━━━━━ Data listing

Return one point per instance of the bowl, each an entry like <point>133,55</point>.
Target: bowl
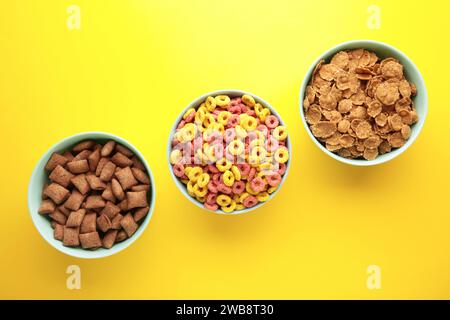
<point>39,178</point>
<point>194,104</point>
<point>411,73</point>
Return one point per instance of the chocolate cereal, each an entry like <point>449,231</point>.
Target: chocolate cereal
<point>97,194</point>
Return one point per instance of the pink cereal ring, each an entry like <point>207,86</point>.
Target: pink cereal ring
<point>211,198</point>
<point>233,121</point>
<point>251,174</point>
<point>251,112</point>
<point>217,178</point>
<point>212,207</point>
<point>224,189</point>
<point>230,134</point>
<point>250,201</point>
<point>178,170</point>
<point>213,168</point>
<point>181,124</point>
<point>238,187</point>
<point>272,144</point>
<point>281,168</point>
<point>236,101</point>
<point>175,142</point>
<point>271,122</point>
<point>190,117</point>
<point>244,168</point>
<point>258,184</point>
<point>274,179</point>
<point>212,187</point>
<point>262,128</point>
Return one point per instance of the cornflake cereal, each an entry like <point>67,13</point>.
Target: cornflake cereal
<point>358,106</point>
<point>230,152</point>
<point>97,195</point>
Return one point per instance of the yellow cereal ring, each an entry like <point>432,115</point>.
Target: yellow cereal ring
<point>211,154</point>
<point>188,112</point>
<point>243,196</point>
<point>194,173</point>
<point>272,190</point>
<point>223,164</point>
<point>228,178</point>
<point>230,208</point>
<point>200,191</point>
<point>249,123</point>
<point>264,166</point>
<point>240,132</point>
<point>175,156</point>
<point>249,189</point>
<point>263,114</point>
<point>223,200</point>
<point>236,173</point>
<point>281,155</point>
<point>236,147</point>
<point>258,152</point>
<point>210,104</point>
<point>262,196</point>
<point>258,108</point>
<point>201,199</point>
<point>222,100</point>
<point>256,142</point>
<point>280,133</point>
<point>203,180</point>
<point>223,117</point>
<point>199,117</point>
<point>248,100</point>
<point>190,188</point>
<point>209,119</point>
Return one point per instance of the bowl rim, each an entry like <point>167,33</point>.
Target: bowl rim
<point>396,54</point>
<point>78,252</point>
<point>196,102</point>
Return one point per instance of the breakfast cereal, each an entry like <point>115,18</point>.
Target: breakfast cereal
<point>97,194</point>
<point>360,106</point>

━━━━━━━━━━

Task to carry out –
Include both ends. Return the line holding "Target: cornflake cereal" and all lines after it in the records above, exactly as written.

Answer to the problem –
Target: cornflake cereal
<point>358,106</point>
<point>230,152</point>
<point>97,195</point>
Return one point per instance of the yellow cereal ring, each an entry like <point>432,115</point>.
Target: yellow cereal ring
<point>211,154</point>
<point>188,112</point>
<point>243,196</point>
<point>194,173</point>
<point>272,190</point>
<point>223,164</point>
<point>228,178</point>
<point>230,208</point>
<point>200,191</point>
<point>249,123</point>
<point>264,166</point>
<point>240,132</point>
<point>175,156</point>
<point>249,189</point>
<point>263,114</point>
<point>223,200</point>
<point>236,173</point>
<point>281,155</point>
<point>236,147</point>
<point>258,152</point>
<point>210,104</point>
<point>262,196</point>
<point>258,108</point>
<point>201,199</point>
<point>222,100</point>
<point>256,142</point>
<point>280,133</point>
<point>203,180</point>
<point>223,117</point>
<point>199,117</point>
<point>248,100</point>
<point>190,188</point>
<point>209,119</point>
Return one point per instance of the bowl rim, each an entry like <point>167,33</point>.
Target: bowl rim
<point>396,54</point>
<point>78,252</point>
<point>196,102</point>
Return one point per instance of the breakfast cereal, each an entry like <point>115,18</point>.
Target: breakfast cereal
<point>97,194</point>
<point>360,106</point>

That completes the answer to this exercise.